**Given request**
Copy every line of the listing exactly.
☆ ☆ ☆ ☆
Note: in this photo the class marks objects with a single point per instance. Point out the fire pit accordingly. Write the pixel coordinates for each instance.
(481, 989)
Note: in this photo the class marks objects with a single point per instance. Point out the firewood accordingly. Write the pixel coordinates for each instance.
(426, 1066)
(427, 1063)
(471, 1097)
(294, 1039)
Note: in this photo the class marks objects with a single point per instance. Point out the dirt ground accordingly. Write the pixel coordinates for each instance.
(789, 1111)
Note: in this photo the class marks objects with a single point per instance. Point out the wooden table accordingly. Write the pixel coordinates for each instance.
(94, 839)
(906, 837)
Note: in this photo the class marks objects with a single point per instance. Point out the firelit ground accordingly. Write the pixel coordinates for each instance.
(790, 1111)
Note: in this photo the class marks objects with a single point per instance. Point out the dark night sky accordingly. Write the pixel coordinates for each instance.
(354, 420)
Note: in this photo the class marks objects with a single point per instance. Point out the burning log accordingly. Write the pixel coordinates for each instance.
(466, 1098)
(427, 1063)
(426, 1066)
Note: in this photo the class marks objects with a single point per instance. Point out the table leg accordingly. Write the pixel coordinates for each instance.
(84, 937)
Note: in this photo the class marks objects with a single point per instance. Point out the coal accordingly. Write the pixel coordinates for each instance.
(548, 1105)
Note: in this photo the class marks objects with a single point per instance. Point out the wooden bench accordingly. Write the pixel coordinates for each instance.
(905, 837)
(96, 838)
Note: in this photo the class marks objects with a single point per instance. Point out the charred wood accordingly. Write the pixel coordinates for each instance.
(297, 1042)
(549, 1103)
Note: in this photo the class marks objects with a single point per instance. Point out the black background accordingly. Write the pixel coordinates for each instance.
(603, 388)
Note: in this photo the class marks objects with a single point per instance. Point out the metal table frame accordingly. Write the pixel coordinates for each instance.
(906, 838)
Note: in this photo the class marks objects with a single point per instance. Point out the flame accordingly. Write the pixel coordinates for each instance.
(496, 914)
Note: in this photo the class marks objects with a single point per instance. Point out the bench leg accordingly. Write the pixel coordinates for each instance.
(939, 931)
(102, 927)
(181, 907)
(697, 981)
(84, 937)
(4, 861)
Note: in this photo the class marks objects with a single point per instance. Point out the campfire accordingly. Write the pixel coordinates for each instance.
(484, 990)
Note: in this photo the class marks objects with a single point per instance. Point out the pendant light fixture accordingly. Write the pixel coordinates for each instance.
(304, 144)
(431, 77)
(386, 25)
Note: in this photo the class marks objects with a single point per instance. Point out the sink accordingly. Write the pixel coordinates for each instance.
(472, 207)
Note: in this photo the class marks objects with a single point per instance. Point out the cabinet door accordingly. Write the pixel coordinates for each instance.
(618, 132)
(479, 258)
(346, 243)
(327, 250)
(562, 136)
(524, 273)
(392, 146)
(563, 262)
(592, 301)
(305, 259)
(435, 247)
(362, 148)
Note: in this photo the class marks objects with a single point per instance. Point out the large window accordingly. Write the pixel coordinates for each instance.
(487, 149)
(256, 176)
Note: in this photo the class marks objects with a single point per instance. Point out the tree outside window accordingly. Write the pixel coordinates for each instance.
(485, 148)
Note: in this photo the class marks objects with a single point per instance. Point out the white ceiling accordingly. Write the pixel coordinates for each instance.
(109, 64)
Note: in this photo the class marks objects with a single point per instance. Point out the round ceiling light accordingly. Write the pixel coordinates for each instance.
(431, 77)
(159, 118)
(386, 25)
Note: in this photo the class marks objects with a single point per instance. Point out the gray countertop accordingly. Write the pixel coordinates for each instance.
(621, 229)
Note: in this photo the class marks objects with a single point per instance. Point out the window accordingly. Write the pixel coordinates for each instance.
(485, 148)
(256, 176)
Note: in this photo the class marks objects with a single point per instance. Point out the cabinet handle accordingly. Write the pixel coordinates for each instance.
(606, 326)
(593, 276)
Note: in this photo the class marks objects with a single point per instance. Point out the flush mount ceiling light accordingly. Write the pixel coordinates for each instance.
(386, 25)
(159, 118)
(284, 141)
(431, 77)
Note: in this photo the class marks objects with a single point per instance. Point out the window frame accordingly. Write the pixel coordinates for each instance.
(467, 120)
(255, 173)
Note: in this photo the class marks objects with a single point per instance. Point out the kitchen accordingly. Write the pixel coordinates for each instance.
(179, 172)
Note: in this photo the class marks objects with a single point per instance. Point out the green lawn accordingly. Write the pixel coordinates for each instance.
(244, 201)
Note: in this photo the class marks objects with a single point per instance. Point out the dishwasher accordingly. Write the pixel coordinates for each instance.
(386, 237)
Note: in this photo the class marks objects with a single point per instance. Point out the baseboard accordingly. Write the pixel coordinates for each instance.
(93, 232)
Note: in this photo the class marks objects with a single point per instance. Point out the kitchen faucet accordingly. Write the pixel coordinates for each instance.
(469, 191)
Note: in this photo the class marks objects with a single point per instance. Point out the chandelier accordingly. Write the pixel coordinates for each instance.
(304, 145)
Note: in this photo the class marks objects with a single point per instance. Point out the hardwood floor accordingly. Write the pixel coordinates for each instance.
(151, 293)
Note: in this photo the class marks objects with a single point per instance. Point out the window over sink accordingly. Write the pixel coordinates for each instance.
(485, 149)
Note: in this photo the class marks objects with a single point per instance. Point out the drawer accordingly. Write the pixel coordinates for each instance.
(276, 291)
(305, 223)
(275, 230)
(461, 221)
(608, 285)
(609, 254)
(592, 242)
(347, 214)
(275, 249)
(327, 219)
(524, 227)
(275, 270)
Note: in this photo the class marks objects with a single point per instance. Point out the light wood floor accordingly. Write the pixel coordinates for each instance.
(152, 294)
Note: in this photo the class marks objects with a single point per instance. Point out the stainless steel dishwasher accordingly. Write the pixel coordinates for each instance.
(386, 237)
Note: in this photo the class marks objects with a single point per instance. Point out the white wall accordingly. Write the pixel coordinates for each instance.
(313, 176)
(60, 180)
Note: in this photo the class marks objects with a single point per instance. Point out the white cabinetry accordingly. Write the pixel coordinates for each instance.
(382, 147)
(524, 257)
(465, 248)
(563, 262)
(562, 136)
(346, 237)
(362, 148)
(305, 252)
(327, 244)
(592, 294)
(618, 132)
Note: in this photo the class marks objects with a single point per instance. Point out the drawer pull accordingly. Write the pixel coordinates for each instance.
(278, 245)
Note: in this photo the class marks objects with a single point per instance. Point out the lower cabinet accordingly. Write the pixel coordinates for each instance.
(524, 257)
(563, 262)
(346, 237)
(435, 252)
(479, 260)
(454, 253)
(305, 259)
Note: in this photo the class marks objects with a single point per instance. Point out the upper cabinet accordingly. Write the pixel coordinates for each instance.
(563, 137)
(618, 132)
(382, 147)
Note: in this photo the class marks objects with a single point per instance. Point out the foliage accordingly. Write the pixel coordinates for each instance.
☆ ☆ ☆ ☆
**Exercise solution**
Note: in this photo the class marks objects with a single point per instance. Point out the fire pit accordingly. Write the pixel coordinates for each instance.
(481, 989)
Note: in this photo the class marks objects with a single point per instance. Point out the firewood accordingly. Write the pixel coordinates for each instance.
(426, 1066)
(427, 1063)
(471, 1097)
(294, 1039)
Note: in this photo the class marks objects with a single point per instance. Point out the dirt ground accordingly. Write the pixel coordinates for each instance.
(789, 1111)
Note: in this photo the class marks objects with a single point per instance. Point out the wooden table accordingly. Write the pixel coordinates for each instance.
(94, 839)
(906, 837)
Note: in this photo the class marks objects with a single point per instance. Point out the firelit ground accordingly. Write the pixel coordinates for each instance.
(790, 1111)
Note: in this photo the class marks objects with a single point per instance. Point out the dark night sky accordingly. Write the pixel coordinates for each instance.
(354, 420)
Note: in this photo the class marks objects with a single point per instance. Point out the burning log accordingly. Write the pixel coordinates for each instance.
(466, 1098)
(427, 1063)
(426, 1066)
Note: in this photo the class marks objects with a single point per instance. Point out the table leg accordingly. Write the pixel coordinates for each instance.
(84, 937)
Note: in this photo the class marks objects with a single point per instance. Point out the coal accordingly. Write the pixel coordinates for each instance.
(548, 1105)
Note: in this photo the class marks objects with a single point per instance. Point out the wooden bench accordingly. Write the pixel coordinates for each instance.
(905, 837)
(96, 838)
Note: in this photo the class marks objects with a single point per instance. Point out the charred wood accordingly. Write the pixel coordinates for each instance.
(297, 1042)
(549, 1103)
Note: in this photo the class marks objects with a single point per instance. Point out the black background accordingly. Write the pixel coordinates for each instance.
(603, 388)
Note: in this photo the class marks objects with a single point per instance. Point out the metal table frame accordingly. Write the pixel coordinates for each instance.
(906, 838)
Note: in this photo the class marks objects with a single point per instance. Point out the flame accordingly. Write the pixel coordinates for each instance.
(496, 914)
Note: in this photo the class marks objects with a single point per instance. Point out the bench leg accordingly. Write the pixel coordinates for each instance.
(939, 931)
(102, 927)
(181, 907)
(697, 981)
(84, 937)
(4, 861)
Note: in this photo the class marks objects with a single point per instance. Point out the campfire accordingly. Write the pixel coordinates for each instance.
(484, 990)
Note: in this photo the class marks objects with a single point per instance. Point out the pendant light fixture accordingly. Write the pixel coordinates for each instance.
(304, 144)
(431, 77)
(386, 25)
Note: in this photo the class marks objects with a single point per instance. Point out the sink accordingly. Write the pixel coordinates for each instance.
(472, 207)
Note: in this photo the class marks objects with a single point per instance. Point out the cabinet door accordingly. Write the pixel coordinates for each instance.
(618, 132)
(479, 258)
(346, 243)
(327, 250)
(562, 136)
(524, 273)
(392, 146)
(563, 262)
(592, 301)
(305, 259)
(435, 247)
(362, 148)
Note: in this photo the class marks objects with a single point per instance. Point out the large window accordingly. Write the pixel coordinates for each instance.
(487, 149)
(256, 176)
Note: in this photo the class marks objects with a single point per instance. Point out the tree outside window accordingly. Write the pixel coordinates for each instance.
(485, 148)
Note: in this photo the class marks objects with a single point per instance. Point out the white ceiling accordingly. Write the pixel coordinates for each instance.
(109, 64)
Note: in this photo the class marks objects with a single point per instance. Point out the round ceiling light accordingly. Write the pixel coordinates for each instance.
(431, 77)
(159, 118)
(386, 25)
Note: in this photo the class marks objects with a single point per instance. Point out the gray countertop accordingly. Write the pixel coordinates for each instance.
(621, 229)
Note: in this photo the class marks objects with a single point per instance. Point out the window accordingly. Write the pixel coordinates for each instance.
(485, 148)
(256, 176)
Note: in this photo the class marks objects with a single point per instance. Point out the cabinet handle accordingly. Write the pixel coordinates for each instance.
(606, 326)
(593, 276)
Note: in this photo the class marks objects with a single point per instance. Point out the flush mount ceiling light accordingly. Write the pixel coordinates for each instance.
(386, 25)
(159, 118)
(284, 141)
(431, 77)
Note: in this photo the class marks objects with a single point per instance. Point out the window frame accordingly. Write the pixel coordinates for each instance.
(467, 120)
(255, 173)
Note: in this photo the class marks objects with a single point per instance. Point out the kitchen accordingly. Write the pixel coordinates for each instance.
(179, 172)
Note: in this photo the class marks objects with a single point per instance. Point out the green lawn accordingly. Write the pixel coordinates for each instance.
(244, 201)
Note: in this photo the class marks objects with a single point per instance. Point out the dishwasher accordingly. Write the pixel coordinates for each instance.
(386, 237)
Note: in this photo the class marks objects with a single point per instance. Point out the baseboard accordingly. Write the pixel coordinates for each instance.
(93, 232)
Note: in this photo the class marks objects with a single point per instance. Point out the kitchen faucet accordingly. Write the pixel coordinates for each instance.
(469, 191)
Note: in this photo the class marks objects with a single point per instance. Point out the chandelier accordingly. Write the pixel coordinates for each instance.
(304, 145)
Note: in this photo the class marks objects with a single point per instance. Point out the hardwood floor accordingly. Write the pixel coordinates for each instance.
(151, 293)
Note: in this photo the class marks objects with a single point per instance. Point out the window over sink accordingly. Write the pixel coordinates for each instance.
(485, 149)
Note: in this photo the class marks objects with a single point per instance. Point out the drawer accordingly. Write the pixel coordinates for each instance.
(276, 291)
(305, 223)
(275, 230)
(461, 221)
(608, 285)
(609, 254)
(592, 242)
(347, 214)
(275, 249)
(327, 219)
(524, 227)
(275, 270)
Note: in this photo the class marks objects with a single point per instance. Point out the light wood floor accordingly. Write the pixel coordinates for each instance.
(152, 294)
Note: in this photo the class marks objects with a single point per instance. Point out the stainless steel dishwasher accordingly. Write the pixel coordinates for each instance.
(386, 237)
Note: in this photo the class marks objects with a single point per instance. Point out the white wall accordingly. Write the pixel coordinates for each instance.
(313, 176)
(60, 180)
Note: in this photo the class marks objects with a single point per instance. Point out the white cabinetry accordingly. Write the pixel coordinates for each instance.
(382, 147)
(524, 257)
(465, 248)
(563, 262)
(562, 136)
(346, 237)
(362, 148)
(305, 252)
(327, 244)
(592, 294)
(618, 132)
Note: in this photo the class marks objects with a single point per instance. Point out the drawer pull accordingly. Write the pixel coordinates for each instance.
(278, 245)
Note: in this photo the class marks objects with a single point per instance. Point out the lower cabinet accordingly. Write the pixel coordinates for each instance.
(524, 257)
(563, 262)
(346, 237)
(435, 252)
(479, 260)
(454, 253)
(305, 259)
Note: in this photo the class marks objects with a single point per instance. Point out the upper cabinet accordingly. Write the pixel coordinates for each instance.
(563, 137)
(618, 132)
(382, 147)
Note: in this photo the class marks objects with a single point per instance. Point out the foliage accordingly. Write the pixel coordinates for each instance.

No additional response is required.